Stated task
Output each entry verbatim and exclude every picture from it.

Point placement records
>> start

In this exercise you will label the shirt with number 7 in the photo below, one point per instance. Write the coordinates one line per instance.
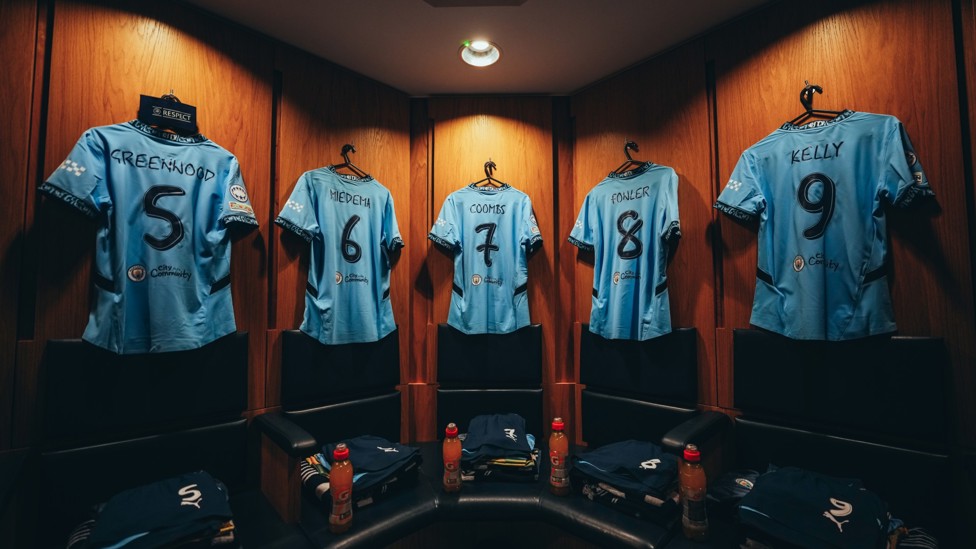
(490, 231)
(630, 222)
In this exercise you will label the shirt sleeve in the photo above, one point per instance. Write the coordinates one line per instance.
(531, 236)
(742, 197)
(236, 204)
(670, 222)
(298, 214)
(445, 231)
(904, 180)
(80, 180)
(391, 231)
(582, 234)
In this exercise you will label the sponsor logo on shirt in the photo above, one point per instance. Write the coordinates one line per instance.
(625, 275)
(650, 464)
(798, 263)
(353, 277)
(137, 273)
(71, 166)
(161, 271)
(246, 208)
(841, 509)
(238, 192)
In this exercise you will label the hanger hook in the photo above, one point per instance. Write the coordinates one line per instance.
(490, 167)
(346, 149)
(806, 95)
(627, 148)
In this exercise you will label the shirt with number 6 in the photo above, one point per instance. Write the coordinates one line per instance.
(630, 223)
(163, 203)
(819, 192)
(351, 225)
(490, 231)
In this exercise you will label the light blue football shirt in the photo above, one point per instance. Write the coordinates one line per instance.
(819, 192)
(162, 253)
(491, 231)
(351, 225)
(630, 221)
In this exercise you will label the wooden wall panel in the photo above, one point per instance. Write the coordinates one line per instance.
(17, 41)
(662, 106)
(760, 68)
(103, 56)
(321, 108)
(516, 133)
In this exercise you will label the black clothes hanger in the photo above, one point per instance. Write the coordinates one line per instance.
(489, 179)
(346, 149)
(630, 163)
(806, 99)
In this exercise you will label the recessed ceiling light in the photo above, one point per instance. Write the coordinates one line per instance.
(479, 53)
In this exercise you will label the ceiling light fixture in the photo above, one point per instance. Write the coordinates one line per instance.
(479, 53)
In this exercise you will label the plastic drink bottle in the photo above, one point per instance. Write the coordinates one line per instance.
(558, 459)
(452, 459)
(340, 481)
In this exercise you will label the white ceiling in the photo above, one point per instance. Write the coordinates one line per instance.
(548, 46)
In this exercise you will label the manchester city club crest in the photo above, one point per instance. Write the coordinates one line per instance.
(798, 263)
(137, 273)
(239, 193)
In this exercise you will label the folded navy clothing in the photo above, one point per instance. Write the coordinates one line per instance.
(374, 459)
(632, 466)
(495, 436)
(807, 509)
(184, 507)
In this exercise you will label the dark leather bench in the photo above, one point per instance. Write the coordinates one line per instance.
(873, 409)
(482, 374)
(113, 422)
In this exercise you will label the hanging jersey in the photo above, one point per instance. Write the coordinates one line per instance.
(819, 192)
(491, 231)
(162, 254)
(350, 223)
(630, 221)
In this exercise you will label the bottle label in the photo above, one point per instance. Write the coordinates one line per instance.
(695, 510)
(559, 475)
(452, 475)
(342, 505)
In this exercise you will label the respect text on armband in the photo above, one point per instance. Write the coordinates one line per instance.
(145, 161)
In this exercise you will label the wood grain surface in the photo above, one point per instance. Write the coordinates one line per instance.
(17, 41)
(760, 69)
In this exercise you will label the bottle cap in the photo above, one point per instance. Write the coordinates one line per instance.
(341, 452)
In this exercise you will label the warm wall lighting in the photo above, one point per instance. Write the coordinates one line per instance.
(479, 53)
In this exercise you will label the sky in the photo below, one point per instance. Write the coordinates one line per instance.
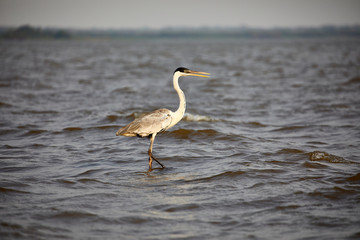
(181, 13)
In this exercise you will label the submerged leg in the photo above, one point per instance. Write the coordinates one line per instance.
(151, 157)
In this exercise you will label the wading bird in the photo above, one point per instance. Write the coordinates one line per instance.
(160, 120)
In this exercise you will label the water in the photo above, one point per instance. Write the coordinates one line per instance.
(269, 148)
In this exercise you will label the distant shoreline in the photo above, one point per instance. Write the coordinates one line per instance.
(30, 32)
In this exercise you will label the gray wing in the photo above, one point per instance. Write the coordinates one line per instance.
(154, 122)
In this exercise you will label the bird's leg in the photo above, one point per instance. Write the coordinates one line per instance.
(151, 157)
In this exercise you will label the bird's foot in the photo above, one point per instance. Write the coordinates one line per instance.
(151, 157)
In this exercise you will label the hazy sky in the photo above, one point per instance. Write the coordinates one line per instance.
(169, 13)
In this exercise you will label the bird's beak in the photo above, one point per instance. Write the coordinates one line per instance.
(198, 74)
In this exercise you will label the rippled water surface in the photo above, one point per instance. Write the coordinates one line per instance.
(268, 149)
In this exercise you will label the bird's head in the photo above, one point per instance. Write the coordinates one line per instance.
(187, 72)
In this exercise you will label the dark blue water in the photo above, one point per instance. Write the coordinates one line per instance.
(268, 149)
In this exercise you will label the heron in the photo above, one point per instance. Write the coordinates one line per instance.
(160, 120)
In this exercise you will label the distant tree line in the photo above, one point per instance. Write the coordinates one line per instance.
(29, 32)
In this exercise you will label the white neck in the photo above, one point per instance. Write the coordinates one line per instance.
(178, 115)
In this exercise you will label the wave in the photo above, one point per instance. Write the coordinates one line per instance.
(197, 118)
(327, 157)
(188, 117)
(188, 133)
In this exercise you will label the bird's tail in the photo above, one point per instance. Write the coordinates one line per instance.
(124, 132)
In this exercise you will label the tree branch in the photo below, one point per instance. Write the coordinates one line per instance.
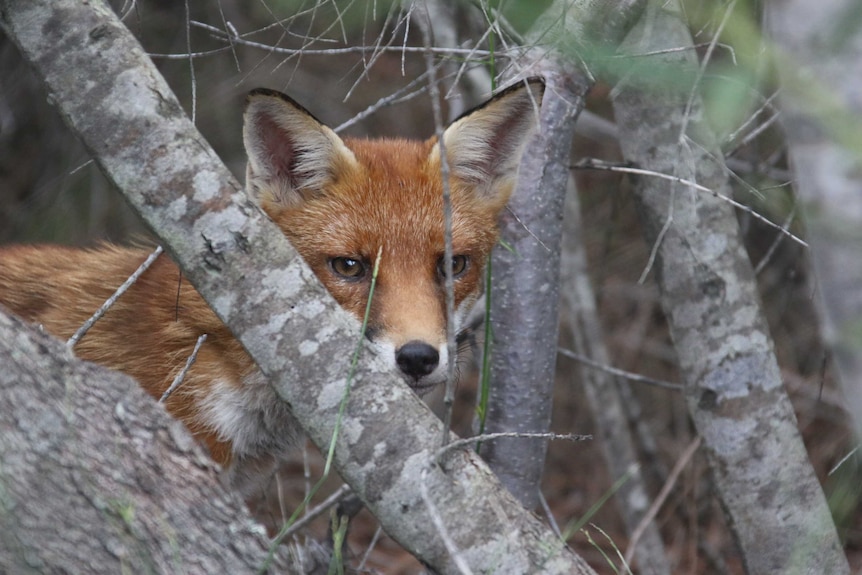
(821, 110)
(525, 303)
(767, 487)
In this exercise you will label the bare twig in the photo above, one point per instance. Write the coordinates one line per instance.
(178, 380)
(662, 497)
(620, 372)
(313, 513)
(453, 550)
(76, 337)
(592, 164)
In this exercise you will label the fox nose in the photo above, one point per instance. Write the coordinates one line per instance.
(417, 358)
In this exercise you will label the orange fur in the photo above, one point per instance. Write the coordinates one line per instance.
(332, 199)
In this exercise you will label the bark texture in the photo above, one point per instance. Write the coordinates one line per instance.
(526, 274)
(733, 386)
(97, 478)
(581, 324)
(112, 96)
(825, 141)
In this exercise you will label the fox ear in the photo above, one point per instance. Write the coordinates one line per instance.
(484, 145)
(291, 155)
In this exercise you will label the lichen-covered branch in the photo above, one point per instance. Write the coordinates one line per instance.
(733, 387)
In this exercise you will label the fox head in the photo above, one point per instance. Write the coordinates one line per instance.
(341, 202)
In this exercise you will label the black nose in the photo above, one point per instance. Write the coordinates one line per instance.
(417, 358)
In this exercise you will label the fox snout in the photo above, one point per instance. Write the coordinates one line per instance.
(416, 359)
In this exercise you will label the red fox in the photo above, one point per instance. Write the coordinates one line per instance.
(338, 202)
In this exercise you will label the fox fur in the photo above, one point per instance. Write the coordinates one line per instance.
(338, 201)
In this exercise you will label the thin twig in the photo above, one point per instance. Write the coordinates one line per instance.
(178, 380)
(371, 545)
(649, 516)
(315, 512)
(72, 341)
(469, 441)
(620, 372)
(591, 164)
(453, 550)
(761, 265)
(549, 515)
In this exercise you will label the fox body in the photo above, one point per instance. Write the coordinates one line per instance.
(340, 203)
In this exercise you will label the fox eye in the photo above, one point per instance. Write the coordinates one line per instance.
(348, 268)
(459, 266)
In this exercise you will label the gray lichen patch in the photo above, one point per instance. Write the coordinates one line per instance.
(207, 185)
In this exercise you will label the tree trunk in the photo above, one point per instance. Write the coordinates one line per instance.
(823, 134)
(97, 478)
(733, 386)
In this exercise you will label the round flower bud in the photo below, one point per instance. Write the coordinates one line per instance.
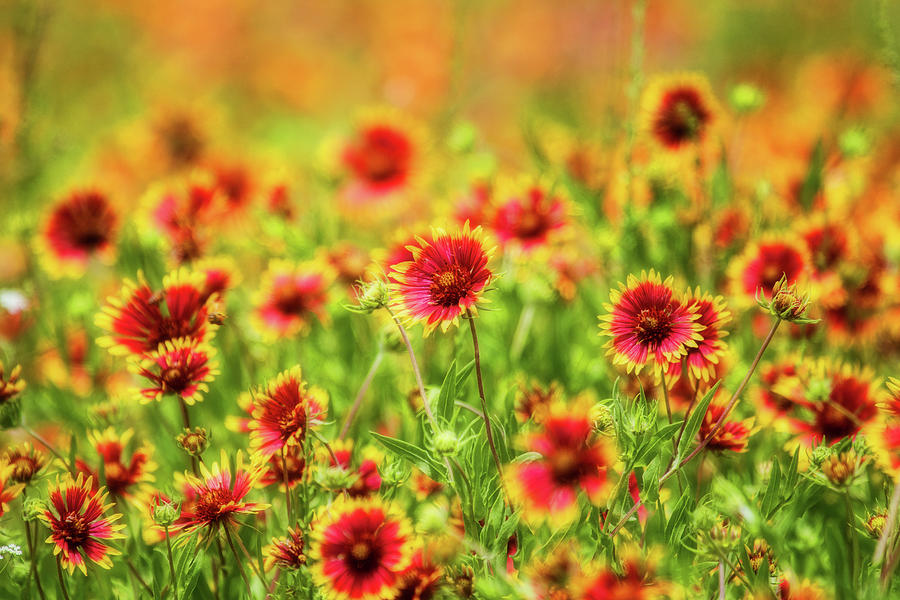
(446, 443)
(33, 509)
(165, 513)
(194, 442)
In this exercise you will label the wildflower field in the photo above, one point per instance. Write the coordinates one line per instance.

>> end

Written answer
In this exercise you will label the shirt with number 7 in the photo below, one point per instance. Write the coordinates one line per instance.
(490, 231)
(630, 222)
In this exercise you will label the shirt sleeve in the photo above, one point per instance. Write the coordinates one line per instance.
(531, 236)
(742, 197)
(236, 204)
(670, 222)
(298, 214)
(445, 231)
(904, 180)
(80, 180)
(391, 231)
(582, 234)
In this exercise you will label the sponsor logo on shirt in the photo above, one point per instance. Write the coordinates one line per instance.
(625, 275)
(650, 464)
(798, 263)
(353, 277)
(137, 273)
(71, 166)
(161, 271)
(246, 208)
(841, 509)
(238, 192)
In this exercise you will label the hanger hook in the photo above, one point per instance. Write the coordinates one line per instance.
(490, 167)
(346, 149)
(806, 95)
(627, 148)
In this exercise you will label the shirt with number 6 in the photo above, one point per instance. Write the coordinates one line per instance.
(630, 223)
(163, 203)
(819, 192)
(351, 225)
(490, 231)
In this exercise you will label the light blue football shirt in the photo above, one point per instance. Write the coordinates one line per instance.
(819, 192)
(162, 253)
(491, 231)
(351, 225)
(630, 221)
In this exercise you will label the wooden wall panel in the photo above, one point per instance. Write the coordinates one line per instance.
(17, 41)
(662, 106)
(760, 68)
(103, 56)
(321, 108)
(516, 133)
In this exercise you will label the black clothes hanger in the photo above, one point per instance. Write the coordinates one line per instance.
(489, 179)
(346, 149)
(630, 163)
(806, 99)
In this exercise you will label the recessed ceiling light in the photo above, one point per instance. Write the coordinates one line per instance.
(479, 53)
In this exercise you will label the ceiling light fixture in the photo above, one point per instance. Write the coordinates one line per instance.
(479, 53)
In this exercise you will label the plastic drink bottle in the photo above, one point per instance. Write the coordinates one line per instance.
(558, 459)
(452, 459)
(340, 481)
In this exercise you will label the white ceiling in the photo above, one point per instance. Write the coordinates one line per instance.
(548, 46)
In this exercise you will label the manchester city club crest in the photo above, one point per instance. Write the coordinates one line per instance.
(798, 263)
(137, 273)
(239, 193)
In this exercise you will label the folded navy clothing in the photo above, one point per instance. Write the coordinates one line per instance.
(374, 459)
(632, 466)
(495, 436)
(807, 509)
(184, 507)
In this exercise you will label the dark leather bench in the photo above, one point per instance. Write the coordinates one line per instance.
(873, 409)
(482, 374)
(113, 422)
In this exercise you will label the hanging jersey in the photo above, one point per instance. Write the coordinates one line per instance.
(819, 192)
(491, 231)
(162, 254)
(350, 223)
(630, 221)
In this exercise you will label the bottle label in the photo above, one point per instance. Write the coordinates one line per instance.
(695, 510)
(559, 475)
(452, 475)
(342, 505)
In this exercise you will label the respect text on armband in the photo above, one point per instance. Write the coordinates one line per instance.
(145, 161)
In this exercise you will label the wood grain surface in the photo above, one point per instance. Write the coordinates one line per instance.
(17, 41)
(760, 69)
In this exercise you will label the bottle cap in the photo above, one point per instance. Write the coordinates one line per instance.
(341, 452)
In this exercise you will label the warm wall lighting in the photo above, one point per instance. Write the coordinates one line per instance.
(479, 53)
In this exercise you will label the sky in the photo below, one point per instance. Write the coordinates one line per instance.
(181, 13)
In this exercise you will label the submerged leg in the photo above, one point per instance. Write the coordinates one line per instance.
(151, 157)
In this exercise you will label the wading bird in the photo above, one point per instance. Write the coordinates one line per instance.
(160, 120)
In this exercise you will label the water in the photo above, one point per instance. Write the coordinates one line per instance.
(269, 148)
In this exercise you will label the distant shoreline in the photo above, one point per instance. Write the coordinates one line per instance.
(30, 32)
In this exercise you will label the gray wing in the photo above, one point per instance. Write the coordinates one line per instance.
(154, 122)
In this exercise you will label the bird's leg in the photo above, one point per instance. Write the coordinates one line per instance.
(151, 157)
In this exercise you will label the bird's foot in the photo above, one point per instance. Write the coordinates one line per instance.
(151, 157)
In this exercise you will label the hazy sky in the photo above, one point per instance. Write the coordinates one line per instance.
(169, 13)
In this exercise you will label the bird's beak in the photo above, one point per instance. Write the coordinates one line per instance.
(198, 74)
In this exercise you will label the rippled water surface in the photo above, one point per instance. Write the coordinates one line per instance.
(268, 149)
In this exercise you will label the bird's head in the photo above, one point per instance. Write the coordinates one line per instance.
(187, 72)
In this exercise you will label the dark blue water in the photo above, one point per instance. Write the coordinates one line per instance.
(268, 149)
In this exercise you will label the heron in the photo above, one point per instance. Write the coordinates one line per instance.
(160, 120)
In this exercise you will label the distant tree line in the photo above, one point per instance. Write the coordinates one line per instance.
(29, 32)
In this exercise you will label the white neck in the photo above, one point per instance. Write the coordinates one line per instance.
(178, 115)
In this exercise you will label the wave in the photo above, one point per instance. Write the coordinates one line per instance.
(197, 118)
(327, 157)
(188, 117)
(188, 133)
In this exercise you will label the bird's tail in the photo above, one point per instance. Write the coordinates one line per instance.
(124, 132)
In this exercise you will label the tree branch in the photo below, one point per instance. Write the coordinates one line per instance.
(821, 110)
(525, 303)
(767, 487)
In this exercise you will label the bare twig in the photo above, one point per instance. Write the coordinates one line per instance.
(178, 380)
(662, 497)
(620, 372)
(313, 513)
(453, 550)
(76, 337)
(592, 164)
In this exercise you will label the fox nose in the photo above, one point per instance. Write the coordinates one line per instance.
(417, 358)
In this exercise you will label the orange fur in the photo above, one point per instance. Write the coordinates one line per instance.
(332, 199)
In this exercise you will label the bark texture in the photo above, one point per instance. Write the coordinates one line per instance.
(526, 274)
(733, 386)
(97, 478)
(581, 324)
(112, 96)
(825, 141)
In this exercise you will label the fox ear in the photo above, one point per instance. Write the coordinates one line per instance.
(484, 145)
(291, 155)
In this exercise you will label the lichen-covered branch in the photo above, one point per instance. Write the coordinates one line per instance.
(733, 387)
In this exercise you will label the fox head in the photo above, one point per instance. Write the coordinates one line per instance.
(341, 202)
In this exercise you will label the black nose in the photo above, one point per instance. Write the coordinates one line per instance.
(417, 358)
In this exercise you will label the fox snout in the photo above, one point per instance. Write the coordinates one line per instance.
(416, 359)
In this exercise you will label the red fox in the photo above, one point per instance. Write the coordinates one line per instance.
(338, 202)
In this exercise you will label the fox fur in the photo above, one point per instance. Write the coordinates one line per instance.
(338, 201)
In this exercise you will label the thin twig in the photo above, one point per instance. Write the coordinates one line per instance.
(178, 380)
(371, 545)
(649, 516)
(315, 512)
(72, 341)
(469, 441)
(620, 372)
(591, 164)
(453, 550)
(761, 265)
(549, 515)
In this exercise you will label the fox body in the photo above, one point per instance. Write the coordinates one line per instance.
(340, 203)
In this exercise you will label the fox eye in the photo above, one point per instance. Write the coordinates one line per instance.
(348, 268)
(459, 266)
In this exercise you will label the gray lichen patch in the photo above, one point per instance. Write the coordinates one line per instance.
(207, 185)
In this exercise you will label the tree trunk in the photo above, one point per instance. Write the coordinates one line per instance.
(823, 134)
(97, 478)
(733, 386)
In this exercise you will label the round flower bud in the photo below, one point per instance. Write the coordinates one line per instance.
(446, 443)
(33, 509)
(165, 513)
(194, 442)
In this exercise you will label the wildflower field in the photo above, one point per instance. Write the coordinates one line per instance.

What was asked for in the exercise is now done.